| PASSAGE PROVIDED |
Page images
PDF
EPUB

SPECIAL ISSUE OF THE LIVING WILDERNESS

In the autumn-winter 1961-62 issue of the Living Wilderness-an issue devoted entirely to the Wilderness Act-the entire text of this act (S. 174 of the 87th Cong.) appeared, together with the remarks of Senator Anderson to the Senate explaining the measure and its needs, most of Senator Anderson's committee report to the Senate, and a factual assembly of tabulated statistics, maps, asd photographs, and also the minority views.

The Wilderness Society has made a copy of this issue of the Living Wilderness available to each member of this committee. It includes in what I trust is a more effective and, I know, more pleasant form, facts and interpretations that I might otherwise consider it important to present here today. I am pleased to submit this magazine to the committee for its consideration.

SOUND AND WORTHY MEASURE

This Anderson Wilderness Act of the 87th Congress will long be remembered in the history of conservation. There were, of course, and are, ways in which it could, and can, be improved upon as an instrument for meeting its objectives. As a declaration of these objectives and also a practical guide to their realization it will, however, I am sure, prove to be an epochal piece of legislation.

When the small minority who opposed this legislation in the House of Representatives last year found it possible because of their command of the committee handling it to set it aside for a substitute measure, the proponents of wilderness preservation were proud to devote their efforts toward seeing the Senate Anderson Act adopted by the House.

So essentially sound and worthy is the measure.

URGENCY EMPHASIZED

I come here today, however, not to extoll and justify a measure that most of you already have approved but to emphasize the urgency in its being moved forward for enactment.

From the viewpoint of wilderness preservation there are improvements that can be made-deletions and additions as well as revisions in some places.

Wilderness preservationists support this measure not becaue they think it is perfect, but because they are willing and eager to be reasonable and to join in a consensus that can be effective.

Some of the provisions in it are tolerated and accepted only as the conditions on which there can be agreement with regard to others.

There are omissions that are accepted only because the necessary additions to correct them could not be acceptable to some of those who can be included in the consensus represented by the Senate's action 2 years ago.

I shall be glad to file a statement for the record as an appendix to my remarks today setting forth such possible changes-deletions and additions-and the reasons for them.

My purpose now, however, is to urge that the measure as it already has proved overwhelmingly acceptable to this committee and the whole Senate be moved forward without delay.

| STORED RECORDS |

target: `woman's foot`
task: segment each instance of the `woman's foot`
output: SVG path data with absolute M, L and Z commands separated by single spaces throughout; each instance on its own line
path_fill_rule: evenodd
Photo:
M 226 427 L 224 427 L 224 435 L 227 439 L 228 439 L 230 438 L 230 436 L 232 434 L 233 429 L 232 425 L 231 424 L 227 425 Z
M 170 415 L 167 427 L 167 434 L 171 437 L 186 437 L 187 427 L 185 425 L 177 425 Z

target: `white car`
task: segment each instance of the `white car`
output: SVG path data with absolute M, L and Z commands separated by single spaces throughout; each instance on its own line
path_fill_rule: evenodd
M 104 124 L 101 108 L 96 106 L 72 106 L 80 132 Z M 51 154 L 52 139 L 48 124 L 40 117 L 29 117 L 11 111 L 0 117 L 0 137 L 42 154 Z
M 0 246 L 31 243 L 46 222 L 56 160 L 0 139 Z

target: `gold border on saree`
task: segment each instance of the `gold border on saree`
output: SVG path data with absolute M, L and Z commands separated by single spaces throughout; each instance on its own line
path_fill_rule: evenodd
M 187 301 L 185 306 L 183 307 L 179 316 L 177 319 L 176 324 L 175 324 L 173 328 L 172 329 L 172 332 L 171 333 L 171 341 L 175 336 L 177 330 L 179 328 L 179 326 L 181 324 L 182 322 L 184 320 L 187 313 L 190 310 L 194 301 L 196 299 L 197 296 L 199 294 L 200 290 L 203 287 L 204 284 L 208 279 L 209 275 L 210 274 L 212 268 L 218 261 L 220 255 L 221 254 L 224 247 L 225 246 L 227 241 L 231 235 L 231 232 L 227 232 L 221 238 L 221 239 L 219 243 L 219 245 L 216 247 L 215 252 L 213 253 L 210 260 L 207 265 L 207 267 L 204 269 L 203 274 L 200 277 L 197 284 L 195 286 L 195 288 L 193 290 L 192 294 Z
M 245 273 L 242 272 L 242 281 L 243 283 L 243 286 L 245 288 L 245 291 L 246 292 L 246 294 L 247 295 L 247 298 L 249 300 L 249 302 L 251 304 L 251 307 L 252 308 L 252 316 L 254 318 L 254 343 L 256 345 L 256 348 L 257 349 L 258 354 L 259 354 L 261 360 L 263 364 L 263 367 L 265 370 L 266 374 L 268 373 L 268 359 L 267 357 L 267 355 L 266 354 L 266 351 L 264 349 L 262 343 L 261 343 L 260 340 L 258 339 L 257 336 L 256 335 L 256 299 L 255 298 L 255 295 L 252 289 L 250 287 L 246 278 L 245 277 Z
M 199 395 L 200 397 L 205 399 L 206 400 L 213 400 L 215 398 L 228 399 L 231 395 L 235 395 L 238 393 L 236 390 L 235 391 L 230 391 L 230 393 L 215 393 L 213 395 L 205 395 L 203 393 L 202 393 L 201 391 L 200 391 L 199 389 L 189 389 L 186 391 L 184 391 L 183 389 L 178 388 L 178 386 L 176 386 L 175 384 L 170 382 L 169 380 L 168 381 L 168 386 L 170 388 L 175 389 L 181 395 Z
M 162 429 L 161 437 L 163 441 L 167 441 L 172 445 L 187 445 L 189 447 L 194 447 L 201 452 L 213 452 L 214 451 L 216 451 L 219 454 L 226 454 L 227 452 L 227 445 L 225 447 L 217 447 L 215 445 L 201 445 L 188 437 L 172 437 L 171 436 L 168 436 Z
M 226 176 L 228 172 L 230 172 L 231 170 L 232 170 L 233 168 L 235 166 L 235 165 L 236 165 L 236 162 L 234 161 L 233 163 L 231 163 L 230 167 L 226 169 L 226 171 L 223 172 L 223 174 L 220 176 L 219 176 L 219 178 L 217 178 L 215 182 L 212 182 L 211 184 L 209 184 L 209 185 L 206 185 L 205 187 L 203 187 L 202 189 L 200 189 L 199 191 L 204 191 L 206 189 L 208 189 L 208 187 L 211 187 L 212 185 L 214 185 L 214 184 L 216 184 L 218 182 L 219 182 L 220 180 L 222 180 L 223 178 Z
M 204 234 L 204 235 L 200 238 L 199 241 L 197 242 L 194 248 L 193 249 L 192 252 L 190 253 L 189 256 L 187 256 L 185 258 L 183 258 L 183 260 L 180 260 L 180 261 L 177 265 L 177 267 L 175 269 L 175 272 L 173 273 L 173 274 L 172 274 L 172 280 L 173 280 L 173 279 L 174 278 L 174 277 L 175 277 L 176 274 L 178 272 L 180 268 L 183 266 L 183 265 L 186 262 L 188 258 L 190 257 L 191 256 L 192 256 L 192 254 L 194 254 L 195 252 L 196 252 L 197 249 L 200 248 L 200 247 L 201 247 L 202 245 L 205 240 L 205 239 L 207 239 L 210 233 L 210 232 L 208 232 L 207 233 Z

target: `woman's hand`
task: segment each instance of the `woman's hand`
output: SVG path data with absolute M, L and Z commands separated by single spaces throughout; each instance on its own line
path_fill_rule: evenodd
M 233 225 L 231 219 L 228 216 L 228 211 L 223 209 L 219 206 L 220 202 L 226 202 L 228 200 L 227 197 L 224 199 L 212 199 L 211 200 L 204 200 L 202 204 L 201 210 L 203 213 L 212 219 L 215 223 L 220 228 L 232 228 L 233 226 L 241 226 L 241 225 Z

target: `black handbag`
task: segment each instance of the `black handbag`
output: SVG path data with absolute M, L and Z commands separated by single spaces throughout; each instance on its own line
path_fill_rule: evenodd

| WRITTEN EXERCISE 1 |
In the Wilderness Act testimony, which issue of the Living Wilderness was devoted entirely to the Wilderness Act?
| WRITTEN EXERCISE 2 |
Write the next part of the Wilderness Act testimony, picking up after its final sentence.

| WRITTEN ANSWER 1 |
The autumn-winter 1961-62 issue.

| WRITTEN ANSWER 2 |
ADMIRATION AND SOME SATISFACTION

There have been comments which I have heard or seen that have criticized this Anderson Wilderness Act as a measure so weakened or watered down as to be far from satisfactory as a wilderness preservation measure. Such comments have not been mine, nor have I shared in such criticism. With all its possibilities for improvement this measure is one that I have been privileged to contribute to its development and its acceptance by the Senate and the public.

FEATURES SUMMARIZED

It clearly establishes a national policy for wilderness preservation.

It defines wilderness with clarity and integrity.

It recognizes in an articulate congressional declaration the necessity for, and the conditions of, a designation of areas on which success of a national policy for wilderness preservation is dependent.

It establishes a program by means of which a wilderness preservation policy can be realized.

It adapts this program to existing land-use programs by applying it to areas that can continue to serve their present purposes while still being preserved as wilderness.

It recognizes the needs, economic and commercial, for commodity and other uses that may be in conflict with wilderness preservation and provides for reasonable and special consideration of these needs.

It provides, without significant conflict, sacrifice, or expenditure, for the preservation and transmittal to future generations of an inexpressibly valuable inheritance, projecting into an eternity of the future something of the primeval eternity of the past.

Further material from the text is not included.